— The tasks —
**1.** According to the passage on bureaucracy as a hyperobject, what has become the authority for trustworthiness?
**2.** Carry on the passage about bureaucracy as a hyperobject, picking up after its final sentence.
─── Provided passage ───
When dealing with hyperobjects the observer has no control over the situation. Bureacracy is the water in which we swim; we don’t know much about it and what we are doing really is survive. This must be clear: this water is often a subtle and often a not quite so subtle form of violence. This violence leads us to the execution of a lot unnecessary work of the kind ‘bulllshit jobs’ [Graeber in Ten Bos 2015 p 59]. People dealing with bureaucracies often do not understand this environment or their positions in it because there is no perspective for their actions. Whatever is written does not conform to what is spoken or what is thought and in a bureaucracy nobody is authentic and everybody is to some extent stupid. This condition of stupidity is relevant in this era of late capitalism.

The pivot is shifting from a correct execution of the tasks belonging to the position, to the correct handling of the administrative tasks that come with the job. ‘This resembles the image of a large ferry boat that, nearly out of control, drives through a sea of drowning people’[ Peter Sloterdijk 1995 pp 13-4 in Ten Bos 2015 p 61]. The expression of emotion does not help, because it is not seen as solidarity and also because to express emotions something concrete to react to is needed. And so as a consequence people tend to feel small in relation to these processes within hyperobjects. The reactions of people between themselves (for example evaluations) are filtered and temporized in relation to their context and so people dealing with hyperobjects tend to be unsure of their performance.

4) Phases

A hyperobject cannot be seen in its entirety but only in parts or in time, as phases. To see it as one the observer would have to ascend to a higher dimension but our senses are limited to the dimensions of the reality they are in. Hyperobjects can appear to not exist for some time but then jump back into view at some point. Hyperobjects are permanently active and never stagnate. Nobody is in control of these processes including the bureaucrats themselves. There is no master mind steering these processes, the machine runs by itself, there is no higher authority. And conversely those considered to be in charge are not effectively in control or to a limited extent. Power is not centralized and can be dispersed in the organization or can even be located at the floor. Often the management has limited power and can not say much for risk of having to execute whatever they have expressed: they also feel observed and controlled. Though hyperobjects are at some times more present or noticeable than at other times, they have a tendency to force themselves to grab the attention. An important characteristic of bureaucracies is testing: once tested, certified or accredited – all procedures to conform to some standard – doors are opnede that were closed before.

This is an automatic absolvent for reflexivity: having entered some test it is no longer required to think about the essence of the thing put to the test, but about the essence of the test itself. People believe that to summarize some tested element by highlighting some issues and ignoring others implies to really understand and to know the element and to identify its causes in an attempt to improve the global performance of some system by tuning the micro-mechanisms. The thought behind this system is to represent reality in the simplest way and to then organize it. And yet, audits and tests are on many occasions no more than an opinion of the person designing the test. And as a consequence the acceptability of the test result depends on the trust that the testee has in the tester. And as a result the selection procedure of the most trustworthy testing agency and not discussion of the facts becomes the main issue for the test. The selection of the testing facility and the testing procedure itself have become the authority for trustworthiness.
─── Data listing ───
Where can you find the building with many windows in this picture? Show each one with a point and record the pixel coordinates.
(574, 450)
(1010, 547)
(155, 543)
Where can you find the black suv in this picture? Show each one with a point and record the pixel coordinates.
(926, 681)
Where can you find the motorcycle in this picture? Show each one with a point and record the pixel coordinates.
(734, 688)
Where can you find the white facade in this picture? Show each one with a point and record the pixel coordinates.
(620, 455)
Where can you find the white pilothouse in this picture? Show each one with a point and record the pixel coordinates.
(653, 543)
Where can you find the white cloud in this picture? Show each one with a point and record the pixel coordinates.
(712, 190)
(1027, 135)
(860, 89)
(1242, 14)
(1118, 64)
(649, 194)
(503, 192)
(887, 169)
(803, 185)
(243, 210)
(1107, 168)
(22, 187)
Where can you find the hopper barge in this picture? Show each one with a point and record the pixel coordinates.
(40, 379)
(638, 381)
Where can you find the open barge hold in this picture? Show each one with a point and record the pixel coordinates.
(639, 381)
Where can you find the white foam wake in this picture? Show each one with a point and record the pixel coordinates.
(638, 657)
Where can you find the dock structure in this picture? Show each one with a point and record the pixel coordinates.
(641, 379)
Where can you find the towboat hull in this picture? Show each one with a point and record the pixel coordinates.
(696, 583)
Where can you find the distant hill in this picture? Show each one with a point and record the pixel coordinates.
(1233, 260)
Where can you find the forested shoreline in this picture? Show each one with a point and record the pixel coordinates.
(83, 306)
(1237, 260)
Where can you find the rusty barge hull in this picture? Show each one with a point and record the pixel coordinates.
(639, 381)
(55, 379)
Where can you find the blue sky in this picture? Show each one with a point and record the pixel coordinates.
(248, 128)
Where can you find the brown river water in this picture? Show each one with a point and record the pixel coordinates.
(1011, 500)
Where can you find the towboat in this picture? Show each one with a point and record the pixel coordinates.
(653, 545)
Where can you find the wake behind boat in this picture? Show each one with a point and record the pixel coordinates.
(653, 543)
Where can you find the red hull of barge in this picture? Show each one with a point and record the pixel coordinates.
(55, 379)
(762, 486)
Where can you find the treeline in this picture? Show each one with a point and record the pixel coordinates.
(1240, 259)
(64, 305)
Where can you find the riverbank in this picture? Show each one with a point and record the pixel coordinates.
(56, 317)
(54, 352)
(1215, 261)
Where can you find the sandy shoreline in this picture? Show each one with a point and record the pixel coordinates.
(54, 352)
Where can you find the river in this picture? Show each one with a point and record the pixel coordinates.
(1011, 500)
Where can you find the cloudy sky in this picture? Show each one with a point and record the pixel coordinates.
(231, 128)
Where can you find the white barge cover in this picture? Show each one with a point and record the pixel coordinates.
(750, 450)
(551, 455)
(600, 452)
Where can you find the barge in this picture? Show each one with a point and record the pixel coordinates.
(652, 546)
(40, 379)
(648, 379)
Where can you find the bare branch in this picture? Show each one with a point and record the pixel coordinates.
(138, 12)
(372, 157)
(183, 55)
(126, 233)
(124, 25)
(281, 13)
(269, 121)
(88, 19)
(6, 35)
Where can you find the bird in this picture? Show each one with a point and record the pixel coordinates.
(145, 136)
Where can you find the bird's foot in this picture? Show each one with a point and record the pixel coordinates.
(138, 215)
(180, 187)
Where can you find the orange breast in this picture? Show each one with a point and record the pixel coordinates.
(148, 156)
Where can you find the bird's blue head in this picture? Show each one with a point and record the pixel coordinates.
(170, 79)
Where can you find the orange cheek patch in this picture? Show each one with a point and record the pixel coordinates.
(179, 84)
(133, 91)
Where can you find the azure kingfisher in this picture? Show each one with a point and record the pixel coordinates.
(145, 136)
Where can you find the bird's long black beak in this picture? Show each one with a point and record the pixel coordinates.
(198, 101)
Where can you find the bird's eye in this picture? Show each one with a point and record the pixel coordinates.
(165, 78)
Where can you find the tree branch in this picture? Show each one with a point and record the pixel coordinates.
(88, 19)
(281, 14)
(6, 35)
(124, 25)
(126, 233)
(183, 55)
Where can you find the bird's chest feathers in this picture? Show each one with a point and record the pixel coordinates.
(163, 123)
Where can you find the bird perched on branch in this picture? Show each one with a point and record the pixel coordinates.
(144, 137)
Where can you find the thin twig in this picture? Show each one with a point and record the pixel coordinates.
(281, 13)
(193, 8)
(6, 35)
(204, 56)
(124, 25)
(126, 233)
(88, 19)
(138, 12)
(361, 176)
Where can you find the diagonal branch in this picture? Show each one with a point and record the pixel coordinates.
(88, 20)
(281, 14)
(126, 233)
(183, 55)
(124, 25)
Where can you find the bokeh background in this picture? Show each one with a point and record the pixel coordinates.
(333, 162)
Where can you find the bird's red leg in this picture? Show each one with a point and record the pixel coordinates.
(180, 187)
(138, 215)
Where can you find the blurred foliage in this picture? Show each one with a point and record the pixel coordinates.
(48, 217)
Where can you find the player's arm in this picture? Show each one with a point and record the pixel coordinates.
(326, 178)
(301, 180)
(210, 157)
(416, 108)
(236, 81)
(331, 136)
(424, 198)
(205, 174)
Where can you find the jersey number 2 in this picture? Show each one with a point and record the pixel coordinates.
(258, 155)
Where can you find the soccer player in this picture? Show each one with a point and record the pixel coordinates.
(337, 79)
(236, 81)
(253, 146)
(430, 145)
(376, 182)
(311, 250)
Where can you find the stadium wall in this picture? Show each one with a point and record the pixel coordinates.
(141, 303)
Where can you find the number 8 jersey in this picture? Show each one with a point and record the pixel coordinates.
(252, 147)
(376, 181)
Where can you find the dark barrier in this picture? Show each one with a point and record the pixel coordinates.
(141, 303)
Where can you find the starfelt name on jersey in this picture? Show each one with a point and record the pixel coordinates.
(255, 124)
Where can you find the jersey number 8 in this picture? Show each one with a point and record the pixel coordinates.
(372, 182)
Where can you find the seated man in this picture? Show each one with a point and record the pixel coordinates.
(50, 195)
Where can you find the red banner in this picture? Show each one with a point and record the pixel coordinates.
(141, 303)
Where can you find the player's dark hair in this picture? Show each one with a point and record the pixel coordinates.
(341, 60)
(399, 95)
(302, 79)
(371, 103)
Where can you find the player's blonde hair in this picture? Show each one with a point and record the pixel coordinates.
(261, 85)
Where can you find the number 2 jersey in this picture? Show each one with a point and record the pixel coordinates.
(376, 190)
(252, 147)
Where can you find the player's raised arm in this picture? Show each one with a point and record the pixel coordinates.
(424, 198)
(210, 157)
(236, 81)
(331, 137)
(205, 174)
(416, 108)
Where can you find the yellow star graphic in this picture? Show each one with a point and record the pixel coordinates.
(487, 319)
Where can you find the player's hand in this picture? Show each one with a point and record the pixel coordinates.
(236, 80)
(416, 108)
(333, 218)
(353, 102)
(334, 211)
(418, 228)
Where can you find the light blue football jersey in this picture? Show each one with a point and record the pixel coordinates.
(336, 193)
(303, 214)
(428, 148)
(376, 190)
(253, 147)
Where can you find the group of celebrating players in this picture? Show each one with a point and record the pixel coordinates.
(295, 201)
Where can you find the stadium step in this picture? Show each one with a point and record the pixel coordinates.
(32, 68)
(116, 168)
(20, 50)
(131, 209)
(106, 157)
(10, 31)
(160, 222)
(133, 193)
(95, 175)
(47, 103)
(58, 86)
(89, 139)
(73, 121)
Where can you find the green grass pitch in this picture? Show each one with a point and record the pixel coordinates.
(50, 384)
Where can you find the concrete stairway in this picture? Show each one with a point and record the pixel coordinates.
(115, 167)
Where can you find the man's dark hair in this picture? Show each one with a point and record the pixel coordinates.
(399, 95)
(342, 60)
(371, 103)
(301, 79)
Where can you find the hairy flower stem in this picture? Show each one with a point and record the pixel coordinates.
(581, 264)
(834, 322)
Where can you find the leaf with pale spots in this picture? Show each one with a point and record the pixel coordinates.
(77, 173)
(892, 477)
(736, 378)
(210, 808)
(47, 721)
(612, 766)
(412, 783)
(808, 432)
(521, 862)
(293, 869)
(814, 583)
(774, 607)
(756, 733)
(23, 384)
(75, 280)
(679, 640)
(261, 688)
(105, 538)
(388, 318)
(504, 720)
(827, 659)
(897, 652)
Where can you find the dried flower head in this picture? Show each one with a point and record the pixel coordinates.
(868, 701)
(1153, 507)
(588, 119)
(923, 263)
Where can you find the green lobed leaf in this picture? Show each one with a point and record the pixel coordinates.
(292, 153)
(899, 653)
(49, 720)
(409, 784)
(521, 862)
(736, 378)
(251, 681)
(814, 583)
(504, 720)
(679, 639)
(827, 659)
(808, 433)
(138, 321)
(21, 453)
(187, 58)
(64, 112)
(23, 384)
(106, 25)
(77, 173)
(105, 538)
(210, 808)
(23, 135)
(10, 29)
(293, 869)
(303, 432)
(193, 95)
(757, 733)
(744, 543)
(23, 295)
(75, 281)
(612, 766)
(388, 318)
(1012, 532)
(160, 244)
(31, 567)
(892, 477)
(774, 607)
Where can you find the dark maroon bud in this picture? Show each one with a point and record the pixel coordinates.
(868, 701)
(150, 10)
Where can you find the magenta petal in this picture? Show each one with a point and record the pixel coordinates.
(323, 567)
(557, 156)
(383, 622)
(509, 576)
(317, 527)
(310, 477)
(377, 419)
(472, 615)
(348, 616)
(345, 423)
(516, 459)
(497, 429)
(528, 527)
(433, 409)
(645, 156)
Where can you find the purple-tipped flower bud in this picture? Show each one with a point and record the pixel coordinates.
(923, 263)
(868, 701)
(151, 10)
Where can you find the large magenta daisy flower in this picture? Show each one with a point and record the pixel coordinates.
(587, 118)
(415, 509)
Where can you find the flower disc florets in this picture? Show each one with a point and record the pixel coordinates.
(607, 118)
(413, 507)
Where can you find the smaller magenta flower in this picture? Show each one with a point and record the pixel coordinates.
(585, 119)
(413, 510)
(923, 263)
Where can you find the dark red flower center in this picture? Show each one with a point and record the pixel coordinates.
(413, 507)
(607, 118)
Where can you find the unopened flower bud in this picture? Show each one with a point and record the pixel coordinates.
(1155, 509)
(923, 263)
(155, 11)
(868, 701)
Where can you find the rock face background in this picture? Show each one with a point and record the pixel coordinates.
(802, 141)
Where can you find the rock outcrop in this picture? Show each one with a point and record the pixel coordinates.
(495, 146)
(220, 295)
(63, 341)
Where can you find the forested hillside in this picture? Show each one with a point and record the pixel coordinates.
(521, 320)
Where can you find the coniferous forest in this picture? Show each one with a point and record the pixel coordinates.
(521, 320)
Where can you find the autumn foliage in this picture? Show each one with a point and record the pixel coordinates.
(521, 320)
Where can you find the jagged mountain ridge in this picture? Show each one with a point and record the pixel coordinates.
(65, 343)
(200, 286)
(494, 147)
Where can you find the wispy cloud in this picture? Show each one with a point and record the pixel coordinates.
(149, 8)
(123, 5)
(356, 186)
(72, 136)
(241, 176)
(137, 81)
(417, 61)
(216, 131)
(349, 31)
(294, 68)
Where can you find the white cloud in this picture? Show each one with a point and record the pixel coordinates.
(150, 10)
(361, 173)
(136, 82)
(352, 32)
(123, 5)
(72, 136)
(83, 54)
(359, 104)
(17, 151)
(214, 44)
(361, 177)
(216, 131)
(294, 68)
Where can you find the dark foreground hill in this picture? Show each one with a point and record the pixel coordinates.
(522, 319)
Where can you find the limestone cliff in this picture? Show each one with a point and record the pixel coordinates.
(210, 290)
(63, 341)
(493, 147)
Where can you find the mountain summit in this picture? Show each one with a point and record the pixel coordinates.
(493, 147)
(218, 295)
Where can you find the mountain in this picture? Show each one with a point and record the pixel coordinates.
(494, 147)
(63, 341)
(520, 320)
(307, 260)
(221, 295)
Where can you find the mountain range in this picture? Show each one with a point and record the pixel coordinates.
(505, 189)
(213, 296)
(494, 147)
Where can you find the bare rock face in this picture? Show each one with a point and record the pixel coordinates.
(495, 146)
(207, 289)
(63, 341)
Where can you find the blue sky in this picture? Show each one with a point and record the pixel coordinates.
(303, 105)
───
— Solved tasks —
**1.** The selection of the testing facility and the testing procedure itself.

**2.**
The test now provides the certainty much sought after: having achieved the required score the testee feels she can rest assured. But two elements remain unsettling: has the test unveiled facts about the the truth or the testee: what is now known that wasn’t known before the test? And for how long does this last, namely when is the next test due? And so central to the hyperobject is a feeling of stupidity in the individual caused by the object, the bureaucracy in particular. Whenever testing, a bureaucracy looks in a literal way, not at her, but right through the individual in that sense causing a feeling of being stupid and clumsy in the given situation. The proffered support isn’t necessarily useful or helpful and this cannot be known in advance; it is known in advance however that the amount of offered support increases over time.

5) Interobjectivity

The essence is that people can use instruments and means and machines to leave marks that will last for weeks and months and years. These marks are symbols of power: whatever their concrete meaning is, they have the intention to state something and to hold someone to the statement. When the statement isn’t understood then the receiver of the mark pretends that she does understand. Kafka has understood that bureaucracy can be a comedy where everybody pretends to understand what everyone else says and does either or not intentionally. Bureaucracy cannot work if the people are dumb and cannot understand what the written texts say. People need to be enlightened to just the righ level so as to be capable to understand what the bureaucracy requires.

Bureaucracy requires the existence of the tools to register and administrate. The marks of power must remain in existence for some time and the ‘continuity of ink’ supports this. Importantly the objects that surround and pervade bureaucracies also shape the decisions and the communication. These are infrastructural conditions and restrictions that are made available or imposed by the objects that surround people populating bureaucracies.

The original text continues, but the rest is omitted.